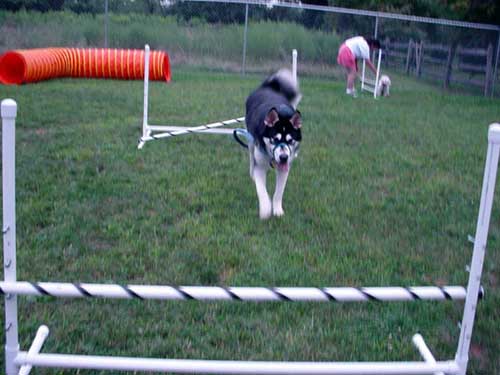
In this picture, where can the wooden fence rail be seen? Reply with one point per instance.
(446, 63)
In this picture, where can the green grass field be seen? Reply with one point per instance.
(383, 193)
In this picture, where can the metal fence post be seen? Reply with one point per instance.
(243, 64)
(106, 20)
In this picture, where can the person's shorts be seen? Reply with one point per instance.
(346, 58)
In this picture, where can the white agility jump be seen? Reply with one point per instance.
(154, 132)
(369, 84)
(21, 362)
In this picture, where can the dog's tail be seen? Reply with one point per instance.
(283, 82)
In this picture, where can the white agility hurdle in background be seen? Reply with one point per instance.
(21, 362)
(165, 131)
(368, 84)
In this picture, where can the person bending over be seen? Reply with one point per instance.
(352, 50)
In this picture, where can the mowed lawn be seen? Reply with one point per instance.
(384, 193)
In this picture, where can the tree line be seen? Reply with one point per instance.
(483, 11)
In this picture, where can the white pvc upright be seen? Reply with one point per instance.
(9, 112)
(145, 130)
(294, 65)
(476, 267)
(369, 84)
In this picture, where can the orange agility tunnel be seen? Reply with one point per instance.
(33, 65)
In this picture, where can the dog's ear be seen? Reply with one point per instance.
(296, 120)
(271, 118)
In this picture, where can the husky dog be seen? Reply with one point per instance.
(384, 85)
(274, 123)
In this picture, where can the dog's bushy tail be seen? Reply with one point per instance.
(283, 82)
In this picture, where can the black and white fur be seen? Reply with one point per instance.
(274, 123)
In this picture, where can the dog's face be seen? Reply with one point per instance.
(282, 138)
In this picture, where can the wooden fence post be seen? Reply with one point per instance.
(419, 51)
(449, 67)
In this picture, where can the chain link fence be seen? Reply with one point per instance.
(258, 36)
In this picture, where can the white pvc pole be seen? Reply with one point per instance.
(41, 336)
(363, 76)
(145, 130)
(166, 292)
(8, 113)
(483, 222)
(378, 74)
(188, 130)
(424, 350)
(234, 367)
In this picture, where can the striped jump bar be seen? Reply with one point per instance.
(195, 129)
(204, 293)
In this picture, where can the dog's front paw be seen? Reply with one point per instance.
(265, 210)
(278, 210)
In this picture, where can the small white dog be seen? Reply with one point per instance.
(384, 86)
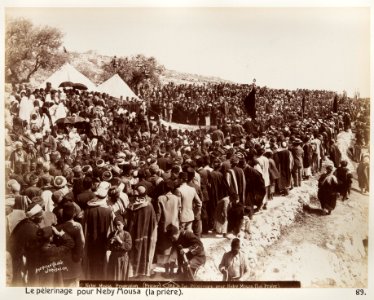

-=-=-

• _Given task_: Set down every item above word for word, with the pictures left out.

• _Final result_:
In this picture, where can the wooden fence rail be seen? Reply with one point per instance.
(446, 63)
In this picture, where can the green grass field be seen? Reply with one point per instance.
(383, 193)
In this picture, where can the metal fence post be seen? Reply with one point per instance.
(243, 64)
(106, 20)
In this picture, where can the person's shorts be seen? Reply with one point per instance.
(346, 58)
In this picture, where can the white agility jump be seen? Reply with one point per instance.
(154, 132)
(369, 84)
(21, 362)
In this picture, where can the dog's tail be seen? Reply with one point per instance.
(283, 82)
In this picture, where can the white agility hurdle in background be seen? Reply with one point per instance.
(21, 362)
(165, 131)
(368, 84)
In this picture, where can the person bending over be seen? Reply with one point per instance.
(352, 50)
In this picture, where can the mowed lawn be seen? Reply with one point per instance.
(384, 193)
In this picture, where can the tree line be seen? Reply with one point per instance.
(483, 11)
In this picture, where can the white pvc upright be seen? Reply with one point per instance.
(9, 112)
(145, 130)
(294, 65)
(476, 267)
(369, 84)
In this picture, where can the orange agility tunnel be seen? Reply with one point per instance.
(33, 65)
In this picture, where can the dog's ear be seen? Reply with one point per instance.
(296, 120)
(271, 118)
In this picture, where can the husky dog be seen? Reply with one point per instance.
(384, 85)
(274, 123)
In this picture, where can the dog's bushy tail be seen? Reply with one point per instance.
(283, 82)
In this picture, where can the black and white fur be seen? Reply with one point per instance.
(274, 123)
In this picture, where can the dog's face be seen? Reply with one point per instance.
(282, 138)
In this picture, where can the wooden fence post be seen? Reply with one point per instance.
(419, 51)
(449, 67)
In this picture, where can the chain link fence be seen? Reply with one point per instance.
(258, 36)
In this picture, where can the white pvc pole be seen? Reply with one point per instance.
(41, 336)
(363, 76)
(145, 130)
(166, 292)
(8, 113)
(483, 222)
(378, 74)
(188, 130)
(424, 350)
(234, 367)
In this picture, where can the striped jump bar be seen? Reply with one point per instance.
(195, 129)
(204, 293)
In this picture, where can the dog's front paw be seen? Reply with one point per instance.
(265, 210)
(278, 210)
In this picture, where can the small white dog be seen? Reply with one point per instance.
(384, 86)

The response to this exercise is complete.